━━ Texto

Edla Eggert - As relações possíveis são a ousadia de buscar por meio da narrativa (auto)biográfica um caminho de histórias de vida. No caso de Frida, seus auto-retratos colocaram em evidência temas relacionados com muitas facetas da vida das mulheres: amores, abortos, violências, o corpo em dor, comidas, lutas políticas, animais, vestidos, família, líderes políticos e religiosos, todos numa micro-política estética dançando em torno dela. Os quadros, quase todos num tamanho pequeno, parecem crescer em tamanho devido às temáticas retratadas. Também a teologia feminista realizada em pequenos grupos, desenvolvendo argumentos às vezes às margens, às vezes quase subsumida, tece outras possibilidades. Não a única, nem a melhor nem a pior simplesmente uma outra, de uma outra margem.

━━━━

* [Lista de tarefas]:
• a. Segundo o trecho sobre Frida, por que os quadros dela, quase todos pequenos, parecem crescer de tamanho? Responda em uma a três frases.
• b. Edite o trecho sobre Frida: escreva de novo tudo desde "Edla Eggert - As" até "uma outra margem.", trocando "Frida" por "Frida Kahlo".
• c. Conforme o trecho sobre Frida, em que tipo de grupo a teologia feminista é realizada?

━━ Material extraído

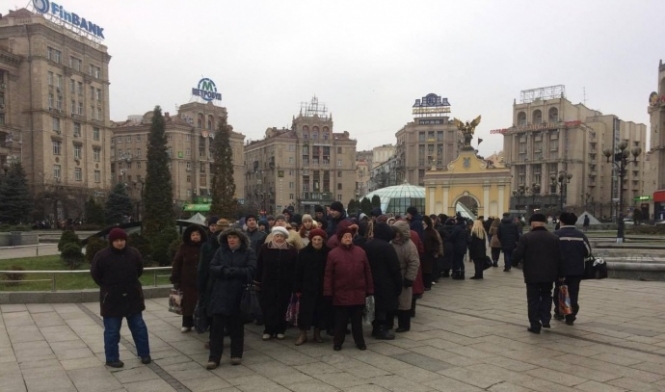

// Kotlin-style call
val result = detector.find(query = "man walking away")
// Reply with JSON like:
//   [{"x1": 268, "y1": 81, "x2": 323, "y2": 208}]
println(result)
[
  {"x1": 496, "y1": 212, "x2": 520, "y2": 272},
  {"x1": 553, "y1": 212, "x2": 591, "y2": 325},
  {"x1": 513, "y1": 214, "x2": 563, "y2": 334}
]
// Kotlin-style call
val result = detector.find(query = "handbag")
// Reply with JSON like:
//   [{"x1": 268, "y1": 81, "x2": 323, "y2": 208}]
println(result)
[
  {"x1": 169, "y1": 289, "x2": 182, "y2": 316},
  {"x1": 286, "y1": 293, "x2": 300, "y2": 327},
  {"x1": 584, "y1": 254, "x2": 607, "y2": 279},
  {"x1": 559, "y1": 284, "x2": 573, "y2": 316}
]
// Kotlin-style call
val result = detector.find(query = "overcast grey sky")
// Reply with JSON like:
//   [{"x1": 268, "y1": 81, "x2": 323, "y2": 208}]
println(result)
[{"x1": 24, "y1": 0, "x2": 665, "y2": 154}]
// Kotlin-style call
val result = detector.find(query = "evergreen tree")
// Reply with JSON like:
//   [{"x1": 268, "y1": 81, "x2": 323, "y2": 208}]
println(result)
[
  {"x1": 210, "y1": 117, "x2": 238, "y2": 218},
  {"x1": 0, "y1": 162, "x2": 32, "y2": 225},
  {"x1": 105, "y1": 183, "x2": 132, "y2": 225},
  {"x1": 143, "y1": 106, "x2": 175, "y2": 241}
]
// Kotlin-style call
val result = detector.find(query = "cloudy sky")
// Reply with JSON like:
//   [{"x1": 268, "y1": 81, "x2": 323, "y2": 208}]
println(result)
[{"x1": 23, "y1": 0, "x2": 665, "y2": 154}]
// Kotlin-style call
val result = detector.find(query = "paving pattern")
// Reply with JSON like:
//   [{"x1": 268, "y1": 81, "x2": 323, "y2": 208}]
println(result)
[{"x1": 0, "y1": 264, "x2": 665, "y2": 392}]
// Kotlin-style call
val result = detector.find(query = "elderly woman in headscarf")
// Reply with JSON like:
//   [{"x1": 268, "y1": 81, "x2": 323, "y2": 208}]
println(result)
[
  {"x1": 293, "y1": 229, "x2": 332, "y2": 346},
  {"x1": 391, "y1": 221, "x2": 420, "y2": 332},
  {"x1": 254, "y1": 226, "x2": 298, "y2": 340}
]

━━━━

* [Respostas em ordem]:
• a. Os quadros parecem crescer de tamanho por causa dos temas que retratam. Nos autorretratos, Frida pôs em evidência muitas facetas da vida das mulheres, como amores, abortos, violências, o corpo em dor e lutas políticas.

• b.
Edla Eggert - As relações possíveis são a ousadia de buscar por meio da narrativa (auto)biográfica um caminho de histórias de vida. No caso de Frida Kahlo, seus auto-retratos colocaram em evidência temas relacionados com muitas facetas da vida das mulheres: amores, abortos, violências, o corpo em dor, comidas, lutas políticas, animais, vestidos, família, líderes políticos e religiosos, todos numa micro-política estética dançando em torno dela. Os quadros, quase todos num tamanho pequeno, parecem crescer em tamanho devido às temáticas retratadas. Também a teologia feminista realizada em pequenos grupos, desenvolvendo argumentos às vezes às margens, às vezes quase subsumida, tece outras possibilidades. Não a única, nem a melhor nem a pior simplesmente uma outra, de uma outra margem.

• c. Em pequenos grupos.